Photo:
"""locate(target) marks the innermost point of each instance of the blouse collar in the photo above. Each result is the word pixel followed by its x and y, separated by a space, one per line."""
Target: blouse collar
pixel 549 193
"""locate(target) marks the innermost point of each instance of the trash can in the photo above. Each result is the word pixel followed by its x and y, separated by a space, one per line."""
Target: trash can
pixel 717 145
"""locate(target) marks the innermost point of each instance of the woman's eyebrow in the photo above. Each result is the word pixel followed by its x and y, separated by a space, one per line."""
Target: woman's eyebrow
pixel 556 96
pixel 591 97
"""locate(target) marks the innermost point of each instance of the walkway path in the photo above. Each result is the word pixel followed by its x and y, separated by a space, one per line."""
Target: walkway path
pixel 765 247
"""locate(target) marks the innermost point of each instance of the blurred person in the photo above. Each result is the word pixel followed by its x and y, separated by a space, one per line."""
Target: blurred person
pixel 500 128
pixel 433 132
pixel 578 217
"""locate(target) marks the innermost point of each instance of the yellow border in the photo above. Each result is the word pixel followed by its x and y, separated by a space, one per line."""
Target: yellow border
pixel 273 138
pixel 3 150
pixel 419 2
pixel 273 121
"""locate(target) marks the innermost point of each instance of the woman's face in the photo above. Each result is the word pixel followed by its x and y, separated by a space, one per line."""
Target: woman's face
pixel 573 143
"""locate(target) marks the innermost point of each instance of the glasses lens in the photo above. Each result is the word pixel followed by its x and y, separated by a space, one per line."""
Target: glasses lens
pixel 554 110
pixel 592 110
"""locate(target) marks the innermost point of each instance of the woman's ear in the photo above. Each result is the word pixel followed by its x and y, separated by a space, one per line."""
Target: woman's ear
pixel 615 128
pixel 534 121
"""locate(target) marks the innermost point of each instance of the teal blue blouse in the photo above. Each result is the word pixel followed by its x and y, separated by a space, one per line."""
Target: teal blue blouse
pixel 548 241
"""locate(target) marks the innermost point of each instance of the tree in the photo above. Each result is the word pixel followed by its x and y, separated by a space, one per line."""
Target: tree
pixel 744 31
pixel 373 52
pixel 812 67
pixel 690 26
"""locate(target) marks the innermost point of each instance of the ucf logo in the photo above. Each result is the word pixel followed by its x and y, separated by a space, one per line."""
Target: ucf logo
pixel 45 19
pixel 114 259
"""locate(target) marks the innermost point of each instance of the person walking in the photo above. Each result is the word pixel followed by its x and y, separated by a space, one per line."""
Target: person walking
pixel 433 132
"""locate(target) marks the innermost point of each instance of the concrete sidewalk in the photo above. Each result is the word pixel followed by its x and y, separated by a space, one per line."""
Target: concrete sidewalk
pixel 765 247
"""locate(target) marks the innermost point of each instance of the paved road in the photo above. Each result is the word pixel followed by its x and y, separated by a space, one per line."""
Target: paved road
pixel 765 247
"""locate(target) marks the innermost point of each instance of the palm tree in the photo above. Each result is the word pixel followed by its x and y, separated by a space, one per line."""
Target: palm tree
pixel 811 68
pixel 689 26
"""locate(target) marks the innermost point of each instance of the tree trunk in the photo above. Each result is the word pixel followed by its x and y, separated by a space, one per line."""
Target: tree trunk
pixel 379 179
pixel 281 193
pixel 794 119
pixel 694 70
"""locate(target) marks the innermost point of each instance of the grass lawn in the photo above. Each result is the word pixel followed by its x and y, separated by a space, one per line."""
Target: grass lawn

+++++

Answer with one number only: how many lines in the data contain the word "lawn"?

2